● Records provided
============================================================

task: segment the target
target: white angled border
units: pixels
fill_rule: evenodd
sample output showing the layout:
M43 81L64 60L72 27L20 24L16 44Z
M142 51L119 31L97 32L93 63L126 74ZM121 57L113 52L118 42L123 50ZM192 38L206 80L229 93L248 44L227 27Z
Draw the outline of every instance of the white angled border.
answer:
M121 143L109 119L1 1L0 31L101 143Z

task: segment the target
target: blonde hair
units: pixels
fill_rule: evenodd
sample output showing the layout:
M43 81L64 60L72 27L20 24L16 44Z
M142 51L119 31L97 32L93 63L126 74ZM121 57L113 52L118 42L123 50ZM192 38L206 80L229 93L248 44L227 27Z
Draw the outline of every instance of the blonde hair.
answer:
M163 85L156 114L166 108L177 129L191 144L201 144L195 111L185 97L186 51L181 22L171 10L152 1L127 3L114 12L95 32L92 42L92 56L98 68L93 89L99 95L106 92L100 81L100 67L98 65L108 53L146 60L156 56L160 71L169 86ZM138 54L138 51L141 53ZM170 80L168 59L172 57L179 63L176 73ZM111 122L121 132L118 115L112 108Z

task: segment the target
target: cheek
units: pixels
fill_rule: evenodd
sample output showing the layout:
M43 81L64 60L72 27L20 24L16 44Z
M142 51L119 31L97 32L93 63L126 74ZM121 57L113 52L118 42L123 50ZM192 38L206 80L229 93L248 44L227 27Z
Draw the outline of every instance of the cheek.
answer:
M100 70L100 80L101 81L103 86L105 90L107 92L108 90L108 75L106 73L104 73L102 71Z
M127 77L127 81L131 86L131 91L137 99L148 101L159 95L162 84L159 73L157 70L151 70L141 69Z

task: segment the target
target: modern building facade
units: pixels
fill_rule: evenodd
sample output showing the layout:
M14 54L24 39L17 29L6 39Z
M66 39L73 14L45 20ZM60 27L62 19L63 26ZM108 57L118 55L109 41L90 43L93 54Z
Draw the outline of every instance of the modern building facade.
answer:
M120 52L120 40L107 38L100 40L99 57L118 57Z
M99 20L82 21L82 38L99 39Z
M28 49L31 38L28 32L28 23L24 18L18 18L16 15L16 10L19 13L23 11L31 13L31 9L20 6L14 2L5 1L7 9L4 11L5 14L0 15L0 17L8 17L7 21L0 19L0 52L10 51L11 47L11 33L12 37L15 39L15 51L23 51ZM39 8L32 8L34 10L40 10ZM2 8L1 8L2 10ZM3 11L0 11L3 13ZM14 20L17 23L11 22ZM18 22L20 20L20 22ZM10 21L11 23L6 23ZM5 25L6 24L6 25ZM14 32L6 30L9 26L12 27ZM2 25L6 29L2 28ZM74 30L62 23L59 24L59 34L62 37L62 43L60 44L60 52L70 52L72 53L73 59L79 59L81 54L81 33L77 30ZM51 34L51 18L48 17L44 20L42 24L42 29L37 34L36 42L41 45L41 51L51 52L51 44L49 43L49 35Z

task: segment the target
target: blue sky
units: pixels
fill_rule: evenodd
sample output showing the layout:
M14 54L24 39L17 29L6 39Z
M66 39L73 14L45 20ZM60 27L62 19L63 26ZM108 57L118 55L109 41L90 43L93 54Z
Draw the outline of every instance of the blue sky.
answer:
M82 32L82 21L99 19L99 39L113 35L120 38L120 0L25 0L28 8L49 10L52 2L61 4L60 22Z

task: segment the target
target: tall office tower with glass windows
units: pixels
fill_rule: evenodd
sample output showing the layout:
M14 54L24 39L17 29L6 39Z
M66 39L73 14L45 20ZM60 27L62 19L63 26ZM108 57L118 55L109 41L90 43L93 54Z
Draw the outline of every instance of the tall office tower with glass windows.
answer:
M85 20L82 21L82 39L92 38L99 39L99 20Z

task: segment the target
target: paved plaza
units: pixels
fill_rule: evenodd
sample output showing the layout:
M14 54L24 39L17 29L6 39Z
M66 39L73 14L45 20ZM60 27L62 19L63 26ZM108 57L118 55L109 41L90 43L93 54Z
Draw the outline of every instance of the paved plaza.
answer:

============================================================

Print every record above again, line for line, with nothing changed.

task: segment the target
target: white angled border
units: pixels
fill_rule: evenodd
sample output showing the layout:
M43 81L64 60L72 27L20 24L16 44Z
M142 51L119 31L97 32L93 63L126 74ZM121 57L113 52L118 42L123 50ZM192 38L206 80L229 93L248 44L227 27Z
Draw the outline of every instance of the white angled border.
answer:
M121 143L109 119L1 1L0 31L101 143Z

task: segment the target
target: blonde hair
units: pixels
fill_rule: evenodd
sample output showing the layout:
M43 81L64 60L72 27L20 24L16 44Z
M142 51L119 31L97 32L93 63L126 74ZM121 57L113 52L118 42L123 50ZM192 38L206 80L229 93L248 44L227 27Z
Draw the outline of every instance of the blonde hair.
answer:
M163 85L156 114L166 108L177 129L191 144L201 144L195 111L185 97L186 51L181 22L171 10L152 1L127 3L114 12L95 32L92 42L92 56L98 68L93 89L99 95L106 92L100 81L100 67L98 65L108 53L146 60L156 56L160 71L169 86ZM138 54L138 51L141 53ZM170 80L168 59L172 57L179 63L176 73ZM111 122L121 132L118 115L112 108Z

task: segment the target
target: cheek
units: pixels
fill_rule: evenodd
sample output showing the layout:
M43 81L64 60L72 27L20 24L16 44Z
M142 51L119 31L97 32L93 63L126 74ZM121 57L113 52L118 42L123 50ZM192 38L206 80L229 93L248 44L227 27Z
Draw the outline of every instance of the cheek.
answer:
M100 70L100 80L101 81L103 86L105 90L107 92L108 90L108 75L106 73L104 73L102 71Z
M127 77L127 81L131 86L131 91L137 99L148 101L159 95L162 84L159 73L157 70L151 70L141 69Z

task: segment the target
target: modern building facade
units: pixels
fill_rule: evenodd
sample output showing the layout:
M14 54L24 39L17 29L6 39Z
M66 39L73 14L45 20ZM60 27L62 19L63 26ZM108 57L118 55L109 41L90 43L93 54Z
Draw the outline of every instance of the modern building facade.
answer:
M120 52L120 40L107 38L100 40L99 57L118 57Z
M99 20L82 21L82 38L99 39Z
M28 49L31 38L28 32L28 23L24 18L18 18L16 15L16 10L19 13L23 11L31 13L31 9L20 6L14 2L5 1L7 9L4 11L5 14L0 15L0 17L8 17L7 21L0 19L0 52L10 51L11 47L11 33L12 37L15 39L15 51L23 51ZM39 8L32 8L34 10L40 10ZM2 8L1 8L2 10ZM3 11L0 11L3 13ZM14 20L17 23L11 22ZM18 22L20 20L20 22ZM10 21L11 23L6 23ZM5 25L6 24L6 25ZM14 32L6 30L9 26L12 27ZM2 25L6 29L2 28ZM74 30L62 23L59 24L59 34L62 37L62 43L60 44L60 52L70 52L72 53L73 59L79 59L81 54L81 33L77 30ZM51 34L51 18L48 17L44 20L42 24L42 29L37 34L36 42L41 45L41 51L51 52L51 44L49 43L49 35Z

task: segment the target
target: blue sky
units: pixels
fill_rule: evenodd
sample output showing the layout:
M14 54L24 39L17 29L6 39Z
M66 39L73 14L45 20ZM60 27L62 19L63 26ZM108 57L118 55L109 41L90 43L93 54Z
Draw the outline of every instance of the blue sky.
answer:
M82 32L82 21L99 19L99 39L113 35L120 38L120 0L25 0L28 8L49 10L52 2L61 4L60 22Z

task: segment the target
target: tall office tower with glass windows
units: pixels
fill_rule: evenodd
sample output showing the layout:
M14 54L24 39L17 29L6 39Z
M66 39L73 14L45 20ZM60 27L62 19L63 26ZM108 57L118 55L109 41L90 43L93 54Z
Draw the outline of every instance of the tall office tower with glass windows.
answer:
M85 20L82 21L82 39L92 38L99 39L99 20Z

task: segment the target
target: paved plaza
units: pixels
fill_rule: evenodd
sample output showing the layout:
M14 54L24 39L17 29L6 39Z
M66 39L73 14L45 20ZM60 27L62 19L63 26ZM108 57L118 55L109 41L90 43L93 54Z
Draw the outline of every instance of the paved plaza.
answer:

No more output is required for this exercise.